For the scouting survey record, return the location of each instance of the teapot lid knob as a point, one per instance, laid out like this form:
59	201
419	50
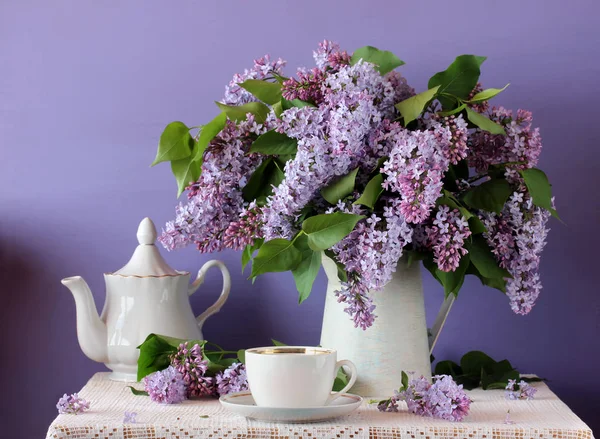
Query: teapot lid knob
146	232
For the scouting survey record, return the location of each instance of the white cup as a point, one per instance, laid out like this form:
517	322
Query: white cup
294	376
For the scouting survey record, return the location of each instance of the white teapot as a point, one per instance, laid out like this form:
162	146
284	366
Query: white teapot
143	297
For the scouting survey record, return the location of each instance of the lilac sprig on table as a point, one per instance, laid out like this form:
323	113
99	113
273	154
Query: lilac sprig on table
72	404
522	390
442	398
345	160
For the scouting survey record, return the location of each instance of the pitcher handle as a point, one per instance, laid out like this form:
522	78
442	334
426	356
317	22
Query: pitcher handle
215	307
438	324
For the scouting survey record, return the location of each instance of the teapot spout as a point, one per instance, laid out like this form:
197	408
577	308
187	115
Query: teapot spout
91	330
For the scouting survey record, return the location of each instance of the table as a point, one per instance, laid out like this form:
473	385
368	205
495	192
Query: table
544	417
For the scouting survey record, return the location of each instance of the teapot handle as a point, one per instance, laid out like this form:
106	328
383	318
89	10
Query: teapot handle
438	324
215	307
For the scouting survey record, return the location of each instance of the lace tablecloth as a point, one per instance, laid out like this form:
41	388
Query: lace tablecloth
544	417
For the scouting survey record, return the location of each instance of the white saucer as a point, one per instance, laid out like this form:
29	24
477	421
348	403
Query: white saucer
243	404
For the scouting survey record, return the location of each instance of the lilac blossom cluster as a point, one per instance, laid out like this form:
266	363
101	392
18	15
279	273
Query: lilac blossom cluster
72	404
443	399
522	390
347	120
166	386
517	237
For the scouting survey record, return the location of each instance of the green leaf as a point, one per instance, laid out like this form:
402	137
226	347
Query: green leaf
340	188
262	180
174	143
472	362
476	226
452	112
384	60
294	103
240	112
490	196
268	92
452	280
484	123
413	256
486	94
274	143
328	229
242	356
137	392
156	351
459	79
411	108
341	380
208	133
186	170
372	192
539	188
275	256
306	271
483	259
248	253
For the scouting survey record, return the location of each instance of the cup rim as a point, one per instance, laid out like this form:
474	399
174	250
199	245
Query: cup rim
292	350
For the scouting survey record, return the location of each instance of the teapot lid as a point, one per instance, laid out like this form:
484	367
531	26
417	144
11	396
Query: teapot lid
146	259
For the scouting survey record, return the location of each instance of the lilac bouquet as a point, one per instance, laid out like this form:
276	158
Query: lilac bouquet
346	161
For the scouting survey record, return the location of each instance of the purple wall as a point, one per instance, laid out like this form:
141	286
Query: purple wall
87	87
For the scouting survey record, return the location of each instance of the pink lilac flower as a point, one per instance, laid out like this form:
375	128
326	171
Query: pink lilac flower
370	254
216	198
446	237
190	362
166	386
522	144
523	390
456	147
415	167
233	379
306	87
330	56
72	404
129	418
444	399
246	229
263	68
517	237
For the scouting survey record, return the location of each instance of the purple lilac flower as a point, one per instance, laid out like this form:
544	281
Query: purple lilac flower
72	404
215	200
233	379
166	386
415	168
444	399
330	56
522	144
446	237
263	68
306	87
523	390
189	361
517	237
370	254
129	418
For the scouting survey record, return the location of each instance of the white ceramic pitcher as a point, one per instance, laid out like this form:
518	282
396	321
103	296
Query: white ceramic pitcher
145	296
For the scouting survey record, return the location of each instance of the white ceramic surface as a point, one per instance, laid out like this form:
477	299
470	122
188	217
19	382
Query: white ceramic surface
294	376
243	404
398	340
145	296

* * * * *

# Requirement
Copy the data above line for line, skipping every picture.

# Answer area
For the scouting survey record, return the location of each instance of the teapot lid knob as a point, one per instance, laid out like this form:
59	201
419	50
Query: teapot lid knob
146	232
For the scouting survey record, return the location of each instance of the white cup as a point, one per instance, laid out like this form:
517	322
Query: white cup
294	376
For the scouting survey record, return the location of each instance of the white teapot as a point, one per instance, laid out like this form:
162	146
284	366
Query: white teapot
143	297
For the scouting survey record, return the location of each instance of the lilac sprig on table as a point, one per instance, laid out like this form:
323	113
99	113
273	154
Query: lilac sprig on table
72	404
522	390
442	398
345	160
For the scouting survey record, return the location of each instance of the pitcher handle as a point, one per instance, laid out like this form:
522	78
442	334
426	356
317	22
Query: pitcher handle
215	307
438	324
For the scouting survey record, return the location of each instance of the teapot spout as a point, one per instance, laid out like this form:
197	408
577	308
187	115
Query: teapot spout
91	330
For the scouting survey record, return the location of each instance of the table as a point, one per instance, laid out like this form:
473	385
368	205
495	192
Query: table
544	417
For the scouting survey record, return the location of each instance of the teapot handle as a point, one per instance, laid out like this form:
106	328
383	318
89	10
Query: teapot handle
438	324
215	307
For the scouting survey record, return the location of each instance of the lace tablecloth as a point, one per instance, laid out like this form:
41	388
Query: lace tablecloth
544	417
For the scouting survey record, return the location of each instance of the white saucer as a point, one per instance, laid out like this form:
29	24
477	421
348	403
Query: white saucer
243	404
For the scouting survey record, return the location of each instance of the lilac blossom cluster as a point, one per instance, laid out like this form:
266	363
101	392
18	15
279	273
Query: lilac blossom cluster
72	404
443	399
522	390
347	120
166	386
517	237
For the scouting survey record, return the location of each instance of the green leaf as a point, one per instance, laid out like this form:
402	137
226	347
Query: green leaf
340	188
262	180
174	143
472	362
476	226
452	112
384	60
294	103
240	112
490	196
268	92
452	280
484	123
413	256
486	94
274	143
328	229
242	356
137	392
156	351
459	79
411	108
341	380
208	133
186	170
372	192
539	188
275	256
306	271
483	259
248	253
For the scouting survey record, return the location of each instance of the cup rim as a point, one per instance, laid out like this form:
474	399
174	250
199	245
Query: cup rim
292	350
For the scouting survey record, return the location of each instance of the teapot lid as a point, one per instance, laid out like this form:
484	367
531	26
417	144
11	396
Query: teapot lid
146	259
For the scouting survey record, return the location of each instance of the lilac bouquet as a point, one per instance, laid out like this form:
276	158
Query: lilac bouquet
346	161
For the scouting survey record, return the location of each instance of the purple wall as a point, one per instance, laid out like this form:
141	286
Query: purple wall
87	87
For the scouting survey record, return the location of each instance of the pink lilac flower as a point, one per instance, laid out like this form:
375	128
326	171
Query: pink lilac flower
370	254
216	198
446	237
190	362
166	386
522	144
523	390
456	147
415	167
233	379
306	87
330	56
72	404
129	418
444	399
246	229
263	68
517	237
For the scouting survey record, return the location of each instance of the purple lilac flower as a point, one per instance, laid out like this form:
544	281
Query: purple lilac flower
72	404
215	200
233	379
166	386
415	168
444	399
330	56
522	144
446	237
263	68
306	87
523	390
189	361
517	237
370	254
129	418
For the scouting survey record, return the location of each instance of the white ceramic pitcher as a point, one per instance, laid out like this form:
518	282
396	321
103	296
Query: white ceramic pitcher
145	296
For the scouting survey record, return the location of each instance of the white ceramic surface as a point, one per instance, laid out like this form:
477	299
470	122
188	217
19	382
Query: white ceramic surface
294	376
243	404
398	340
145	296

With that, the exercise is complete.